Sorun tanımı ▸
Aşağıdaki alıntıya göre şu soruları yanıtlar mısınız?
1. Sahneler hangi tür mekânlar olabilir?
2. Burada önemli olan üç şeyden ikincisi nedir?
3. İlkokul örneğinde başarının iki net kriteri nedir?

Alıntı ▸

Neler olabilir o sahneler? O sahneler somut mekânlar da olabilir soyut mekânlar da. Yani örneğimizdeki gibi ilkokul da olabilir mesele, ergenliği tamamlamak, iş hayatında başarılı olmak da olabilir. Kariyerimize çok büyük bir şevk ile başladığımız ilk zamanlarda, başarılı bir üstümüz çelme takmış olabilir. O çelmeden sonra çok fazla şey yaşanmış olabilir, hala umduğumuz noktaya gelememiş olabiliriz, dolayısıyla öfkemiz devam eder. Demek ki umduğunuz noktaya gelince de, biter gider.
Sonuç olarak üç şey burada önemli. Birincisi, unutamadığımız insanın bizim için rolü, temsil ettiği şey nedir? Hangi sahnemizin engeli gibi durmaktadır? Onu hangi rolü için tercih ettim ve bana o rolüyle bir yardımı dokunmadı?
İkincisi, o sahnede elde etmek istediğim esas şey neydi, en baştan o sahne ne için kurmuştum?
Üçüncüsü, şimdi o sahneyi kapatmak için ne yapabilirim? Ve başardığımı tescilleyecek somut şey nedir?
İlkokul örneğine dönersek başarının net iki kriteri var: ya yeni gelenin çıkma teklifimizi kabul etmesi ya da ilkokul diplomasını almamız. Net, somut, ölçülebilir. İş hayatına gelince, diyelim ki kişi aslında kendisine çelme takan üstünü idolü olarak görüyor, onun yerinde olmak istiyordu. Bu da net ve merak etmeyin illa oraya varması da gerekmeyecek unutmak için, yolda olması yetecek.

Liste ▸
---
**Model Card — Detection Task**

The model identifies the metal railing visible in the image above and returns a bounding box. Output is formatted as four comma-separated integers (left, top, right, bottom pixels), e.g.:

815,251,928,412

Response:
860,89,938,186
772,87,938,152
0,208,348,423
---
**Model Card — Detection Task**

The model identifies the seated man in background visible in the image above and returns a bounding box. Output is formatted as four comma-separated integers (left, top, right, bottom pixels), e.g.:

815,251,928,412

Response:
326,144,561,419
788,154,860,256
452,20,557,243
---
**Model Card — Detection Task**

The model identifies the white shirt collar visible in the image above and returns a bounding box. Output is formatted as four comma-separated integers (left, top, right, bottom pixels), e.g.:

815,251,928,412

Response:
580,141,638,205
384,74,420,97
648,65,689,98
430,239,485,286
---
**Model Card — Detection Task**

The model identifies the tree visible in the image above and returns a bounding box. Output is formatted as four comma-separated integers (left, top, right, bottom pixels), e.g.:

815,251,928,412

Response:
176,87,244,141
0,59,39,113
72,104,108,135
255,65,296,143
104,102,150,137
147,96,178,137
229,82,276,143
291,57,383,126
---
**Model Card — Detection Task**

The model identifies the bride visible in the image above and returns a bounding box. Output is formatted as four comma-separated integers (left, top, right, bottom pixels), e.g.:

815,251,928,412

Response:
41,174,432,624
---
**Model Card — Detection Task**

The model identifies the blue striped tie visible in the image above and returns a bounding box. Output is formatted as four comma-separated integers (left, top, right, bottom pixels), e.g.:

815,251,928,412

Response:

Sonuç ▸
1. Sahneler hem somut hem de soyut mekânlar olabilir.
2. İkincisi, o sahnede elde edilmek istenen esas şeyin ne olduğu, yani sahnenin en baştan ne için kurulduğudur.
3. Birinci kriter, yeni gelenin çıkma teklifimizi kabul etmesidir. İkincisi ise ilkokul diplomasını almamızdır.